→ **WHAT THE TASK REQUIRES**: The lines to reproduce run from the first one below to the line containing "box: [930, 73, 1064, 342]", both included. Reproduce them exactly and nothing else.

--- DATA UNDER STUDY ---

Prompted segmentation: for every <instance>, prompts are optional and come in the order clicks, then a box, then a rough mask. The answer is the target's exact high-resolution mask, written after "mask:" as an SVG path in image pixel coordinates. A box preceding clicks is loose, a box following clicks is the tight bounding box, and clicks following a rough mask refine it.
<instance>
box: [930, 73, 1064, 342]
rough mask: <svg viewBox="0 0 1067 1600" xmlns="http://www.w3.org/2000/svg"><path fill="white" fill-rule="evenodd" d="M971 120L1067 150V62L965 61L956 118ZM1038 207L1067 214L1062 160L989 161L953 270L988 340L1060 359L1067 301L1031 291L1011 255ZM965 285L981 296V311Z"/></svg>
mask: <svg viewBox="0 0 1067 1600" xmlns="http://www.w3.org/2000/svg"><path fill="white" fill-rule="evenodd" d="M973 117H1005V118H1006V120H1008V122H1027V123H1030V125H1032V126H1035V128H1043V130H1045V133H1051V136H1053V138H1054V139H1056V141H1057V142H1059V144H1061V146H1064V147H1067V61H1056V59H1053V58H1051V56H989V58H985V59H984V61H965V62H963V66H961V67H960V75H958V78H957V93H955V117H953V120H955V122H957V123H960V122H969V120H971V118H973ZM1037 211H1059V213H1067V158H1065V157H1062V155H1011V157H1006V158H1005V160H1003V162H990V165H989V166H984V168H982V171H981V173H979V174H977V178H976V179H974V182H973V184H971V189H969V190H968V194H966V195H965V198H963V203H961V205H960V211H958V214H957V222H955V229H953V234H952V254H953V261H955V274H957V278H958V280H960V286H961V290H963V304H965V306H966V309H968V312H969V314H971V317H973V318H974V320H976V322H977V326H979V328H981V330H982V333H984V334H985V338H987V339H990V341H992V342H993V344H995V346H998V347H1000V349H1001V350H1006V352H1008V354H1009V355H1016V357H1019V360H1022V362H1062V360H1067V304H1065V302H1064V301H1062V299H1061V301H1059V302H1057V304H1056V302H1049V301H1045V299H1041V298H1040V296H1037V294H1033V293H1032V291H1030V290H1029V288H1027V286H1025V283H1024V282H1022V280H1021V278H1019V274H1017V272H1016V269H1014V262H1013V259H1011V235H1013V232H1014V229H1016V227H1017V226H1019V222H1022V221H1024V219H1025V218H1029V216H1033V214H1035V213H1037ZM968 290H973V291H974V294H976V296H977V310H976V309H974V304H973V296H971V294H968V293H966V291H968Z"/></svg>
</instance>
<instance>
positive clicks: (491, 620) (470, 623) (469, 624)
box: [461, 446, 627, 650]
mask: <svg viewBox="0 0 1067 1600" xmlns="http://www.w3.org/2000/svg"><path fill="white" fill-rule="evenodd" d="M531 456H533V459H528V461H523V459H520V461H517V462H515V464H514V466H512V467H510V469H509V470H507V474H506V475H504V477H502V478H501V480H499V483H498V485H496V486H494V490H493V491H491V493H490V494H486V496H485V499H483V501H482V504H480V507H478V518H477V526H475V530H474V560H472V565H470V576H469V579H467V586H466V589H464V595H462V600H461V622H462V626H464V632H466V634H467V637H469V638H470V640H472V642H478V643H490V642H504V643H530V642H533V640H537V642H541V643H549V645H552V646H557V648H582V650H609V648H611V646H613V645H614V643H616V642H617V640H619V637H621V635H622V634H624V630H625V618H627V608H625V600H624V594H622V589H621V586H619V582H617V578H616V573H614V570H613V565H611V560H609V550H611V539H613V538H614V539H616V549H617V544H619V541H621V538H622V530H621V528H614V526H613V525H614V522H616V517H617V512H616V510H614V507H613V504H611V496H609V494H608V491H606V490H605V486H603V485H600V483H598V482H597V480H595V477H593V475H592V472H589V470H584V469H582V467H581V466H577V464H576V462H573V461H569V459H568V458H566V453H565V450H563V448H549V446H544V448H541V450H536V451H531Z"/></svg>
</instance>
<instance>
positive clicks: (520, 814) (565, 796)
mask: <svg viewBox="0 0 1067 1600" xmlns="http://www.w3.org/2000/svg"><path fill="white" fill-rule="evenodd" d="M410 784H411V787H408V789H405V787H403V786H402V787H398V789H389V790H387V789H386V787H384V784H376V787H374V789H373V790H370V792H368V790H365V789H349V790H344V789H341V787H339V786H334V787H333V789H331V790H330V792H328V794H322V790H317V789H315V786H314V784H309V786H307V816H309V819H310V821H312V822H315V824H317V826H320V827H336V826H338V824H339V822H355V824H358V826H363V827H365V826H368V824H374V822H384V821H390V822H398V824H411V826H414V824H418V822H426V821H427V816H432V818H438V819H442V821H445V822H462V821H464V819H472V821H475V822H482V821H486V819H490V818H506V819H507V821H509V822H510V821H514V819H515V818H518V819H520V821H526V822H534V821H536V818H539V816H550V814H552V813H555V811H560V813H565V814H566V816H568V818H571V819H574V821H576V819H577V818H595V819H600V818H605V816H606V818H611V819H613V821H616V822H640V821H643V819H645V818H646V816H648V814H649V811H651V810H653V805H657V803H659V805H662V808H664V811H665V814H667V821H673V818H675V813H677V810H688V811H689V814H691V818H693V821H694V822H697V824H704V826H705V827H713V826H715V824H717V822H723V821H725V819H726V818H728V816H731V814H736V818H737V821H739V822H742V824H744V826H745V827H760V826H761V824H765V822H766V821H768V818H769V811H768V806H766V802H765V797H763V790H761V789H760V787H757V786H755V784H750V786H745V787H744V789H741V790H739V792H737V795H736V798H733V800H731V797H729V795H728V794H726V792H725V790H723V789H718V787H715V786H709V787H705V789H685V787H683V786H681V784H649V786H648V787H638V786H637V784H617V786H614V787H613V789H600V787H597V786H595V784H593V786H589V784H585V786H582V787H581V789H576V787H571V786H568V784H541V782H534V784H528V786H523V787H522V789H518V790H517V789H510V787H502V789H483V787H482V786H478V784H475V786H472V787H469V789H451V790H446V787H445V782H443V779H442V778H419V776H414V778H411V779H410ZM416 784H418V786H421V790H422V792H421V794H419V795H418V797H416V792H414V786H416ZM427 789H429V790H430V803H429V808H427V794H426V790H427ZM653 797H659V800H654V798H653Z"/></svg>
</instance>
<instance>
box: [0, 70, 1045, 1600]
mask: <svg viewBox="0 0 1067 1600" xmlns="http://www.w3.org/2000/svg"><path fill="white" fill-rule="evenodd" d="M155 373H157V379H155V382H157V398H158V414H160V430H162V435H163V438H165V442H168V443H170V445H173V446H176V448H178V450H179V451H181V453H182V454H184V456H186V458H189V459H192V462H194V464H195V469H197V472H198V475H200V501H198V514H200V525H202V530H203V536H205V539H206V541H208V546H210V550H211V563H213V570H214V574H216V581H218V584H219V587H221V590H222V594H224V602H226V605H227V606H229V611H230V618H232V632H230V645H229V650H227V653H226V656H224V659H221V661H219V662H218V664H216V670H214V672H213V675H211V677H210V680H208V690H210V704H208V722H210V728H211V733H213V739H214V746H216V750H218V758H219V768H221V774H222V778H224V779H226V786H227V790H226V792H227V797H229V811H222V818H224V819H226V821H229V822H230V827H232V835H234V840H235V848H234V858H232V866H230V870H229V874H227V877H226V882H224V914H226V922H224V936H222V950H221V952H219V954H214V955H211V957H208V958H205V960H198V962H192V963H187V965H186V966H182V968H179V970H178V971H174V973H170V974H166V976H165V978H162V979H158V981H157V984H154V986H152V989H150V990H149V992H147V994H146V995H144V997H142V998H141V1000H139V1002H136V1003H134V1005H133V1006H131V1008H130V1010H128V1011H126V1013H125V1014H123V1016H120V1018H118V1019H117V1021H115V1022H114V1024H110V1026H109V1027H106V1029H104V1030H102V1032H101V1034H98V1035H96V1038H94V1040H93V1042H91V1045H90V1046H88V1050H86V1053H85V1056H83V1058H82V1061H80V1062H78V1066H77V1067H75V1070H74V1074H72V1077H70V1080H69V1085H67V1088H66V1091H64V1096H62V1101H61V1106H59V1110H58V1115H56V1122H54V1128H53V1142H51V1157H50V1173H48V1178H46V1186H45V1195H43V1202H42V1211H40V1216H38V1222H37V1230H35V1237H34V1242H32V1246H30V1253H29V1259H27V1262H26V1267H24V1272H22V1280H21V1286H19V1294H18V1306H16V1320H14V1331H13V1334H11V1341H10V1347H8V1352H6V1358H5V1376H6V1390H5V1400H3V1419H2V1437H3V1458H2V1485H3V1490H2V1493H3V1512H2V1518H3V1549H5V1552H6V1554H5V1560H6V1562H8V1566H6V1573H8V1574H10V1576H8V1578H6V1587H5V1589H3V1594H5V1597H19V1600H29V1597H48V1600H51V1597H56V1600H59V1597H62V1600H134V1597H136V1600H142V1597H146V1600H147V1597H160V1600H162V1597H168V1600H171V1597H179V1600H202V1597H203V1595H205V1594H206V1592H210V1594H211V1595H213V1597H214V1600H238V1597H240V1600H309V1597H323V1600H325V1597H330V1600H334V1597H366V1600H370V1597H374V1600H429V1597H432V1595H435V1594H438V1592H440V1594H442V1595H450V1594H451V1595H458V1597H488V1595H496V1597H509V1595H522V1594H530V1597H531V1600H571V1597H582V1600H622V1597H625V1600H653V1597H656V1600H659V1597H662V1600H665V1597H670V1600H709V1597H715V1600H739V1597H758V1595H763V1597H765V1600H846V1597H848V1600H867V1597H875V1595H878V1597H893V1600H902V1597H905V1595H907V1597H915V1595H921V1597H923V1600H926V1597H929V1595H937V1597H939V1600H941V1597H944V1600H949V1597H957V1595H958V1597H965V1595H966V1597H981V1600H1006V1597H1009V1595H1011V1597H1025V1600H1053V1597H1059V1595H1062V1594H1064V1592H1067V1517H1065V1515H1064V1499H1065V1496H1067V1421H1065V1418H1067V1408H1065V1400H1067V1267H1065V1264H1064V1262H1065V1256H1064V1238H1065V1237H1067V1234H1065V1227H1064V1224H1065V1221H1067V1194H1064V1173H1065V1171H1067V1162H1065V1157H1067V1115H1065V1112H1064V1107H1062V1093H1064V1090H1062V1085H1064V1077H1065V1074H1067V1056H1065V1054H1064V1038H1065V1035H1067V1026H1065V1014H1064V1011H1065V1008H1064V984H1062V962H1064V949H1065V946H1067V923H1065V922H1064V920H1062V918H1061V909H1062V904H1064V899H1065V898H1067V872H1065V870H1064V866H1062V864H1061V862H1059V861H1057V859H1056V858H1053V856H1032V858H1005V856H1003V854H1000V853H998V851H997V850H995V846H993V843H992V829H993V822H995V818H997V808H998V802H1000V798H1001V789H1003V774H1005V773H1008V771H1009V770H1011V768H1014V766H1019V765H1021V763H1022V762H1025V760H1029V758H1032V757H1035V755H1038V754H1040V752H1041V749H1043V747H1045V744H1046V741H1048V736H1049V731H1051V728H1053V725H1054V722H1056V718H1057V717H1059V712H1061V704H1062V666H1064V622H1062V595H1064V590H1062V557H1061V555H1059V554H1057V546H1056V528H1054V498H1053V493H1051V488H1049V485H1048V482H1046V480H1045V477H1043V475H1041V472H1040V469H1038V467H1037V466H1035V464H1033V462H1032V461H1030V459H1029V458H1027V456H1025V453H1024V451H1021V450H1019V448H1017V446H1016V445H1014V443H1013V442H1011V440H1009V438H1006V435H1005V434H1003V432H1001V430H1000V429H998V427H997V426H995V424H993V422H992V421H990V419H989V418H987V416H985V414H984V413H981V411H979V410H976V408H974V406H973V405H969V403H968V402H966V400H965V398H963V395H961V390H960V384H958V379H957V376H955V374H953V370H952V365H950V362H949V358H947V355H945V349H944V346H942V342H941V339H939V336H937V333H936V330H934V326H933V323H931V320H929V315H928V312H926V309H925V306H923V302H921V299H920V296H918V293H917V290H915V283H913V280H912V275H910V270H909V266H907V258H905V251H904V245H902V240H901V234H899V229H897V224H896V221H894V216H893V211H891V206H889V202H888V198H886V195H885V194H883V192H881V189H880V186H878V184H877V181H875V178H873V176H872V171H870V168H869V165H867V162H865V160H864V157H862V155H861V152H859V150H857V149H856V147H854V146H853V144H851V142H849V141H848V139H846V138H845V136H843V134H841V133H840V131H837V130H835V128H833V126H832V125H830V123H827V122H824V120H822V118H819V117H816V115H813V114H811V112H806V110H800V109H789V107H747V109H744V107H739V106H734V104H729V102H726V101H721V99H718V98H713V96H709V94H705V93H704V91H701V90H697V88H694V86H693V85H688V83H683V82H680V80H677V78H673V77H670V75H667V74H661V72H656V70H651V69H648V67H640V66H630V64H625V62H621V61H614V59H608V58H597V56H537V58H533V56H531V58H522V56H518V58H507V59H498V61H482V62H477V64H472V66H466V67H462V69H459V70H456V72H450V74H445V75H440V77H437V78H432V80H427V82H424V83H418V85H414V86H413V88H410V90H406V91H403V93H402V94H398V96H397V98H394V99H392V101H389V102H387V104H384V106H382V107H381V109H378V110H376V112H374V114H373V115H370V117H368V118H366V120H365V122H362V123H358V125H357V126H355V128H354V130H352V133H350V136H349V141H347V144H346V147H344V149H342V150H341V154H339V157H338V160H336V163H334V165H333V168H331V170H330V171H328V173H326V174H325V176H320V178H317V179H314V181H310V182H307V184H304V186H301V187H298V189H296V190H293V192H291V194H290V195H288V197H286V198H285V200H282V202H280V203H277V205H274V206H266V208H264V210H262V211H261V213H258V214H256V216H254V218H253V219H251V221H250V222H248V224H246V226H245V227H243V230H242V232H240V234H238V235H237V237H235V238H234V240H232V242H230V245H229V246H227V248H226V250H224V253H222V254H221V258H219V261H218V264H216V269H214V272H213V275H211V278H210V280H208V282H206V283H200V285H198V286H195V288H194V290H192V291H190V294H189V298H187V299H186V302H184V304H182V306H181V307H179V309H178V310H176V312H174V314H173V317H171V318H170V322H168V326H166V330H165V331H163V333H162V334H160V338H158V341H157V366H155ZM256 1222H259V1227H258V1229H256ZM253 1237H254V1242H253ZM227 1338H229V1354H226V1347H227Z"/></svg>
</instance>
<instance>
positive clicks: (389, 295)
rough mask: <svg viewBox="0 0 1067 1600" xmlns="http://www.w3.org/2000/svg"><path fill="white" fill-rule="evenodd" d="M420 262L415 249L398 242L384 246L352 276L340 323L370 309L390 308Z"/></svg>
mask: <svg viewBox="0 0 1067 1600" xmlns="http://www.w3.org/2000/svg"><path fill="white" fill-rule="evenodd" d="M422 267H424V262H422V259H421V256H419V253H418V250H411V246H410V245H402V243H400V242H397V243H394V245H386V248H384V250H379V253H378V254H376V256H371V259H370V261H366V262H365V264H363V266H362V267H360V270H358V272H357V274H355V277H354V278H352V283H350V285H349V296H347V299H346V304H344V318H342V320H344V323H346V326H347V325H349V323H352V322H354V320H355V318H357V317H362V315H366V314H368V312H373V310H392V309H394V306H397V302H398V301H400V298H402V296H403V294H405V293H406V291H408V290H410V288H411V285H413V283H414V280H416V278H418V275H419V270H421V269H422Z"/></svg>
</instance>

---

→ **YOUR RESPONSE**:
Prompted segmentation: for every <instance>, prompts are optional and come in the order clicks, then a box, then a rough mask. The answer is the target's exact high-resolution mask, written after "mask:" as an SVG path in image pixel coordinates. A box preceding clicks is loose, a box following clicks is the tight bounding box, and clicks following a rough mask refine it.
<instance>
box: [930, 73, 1064, 342]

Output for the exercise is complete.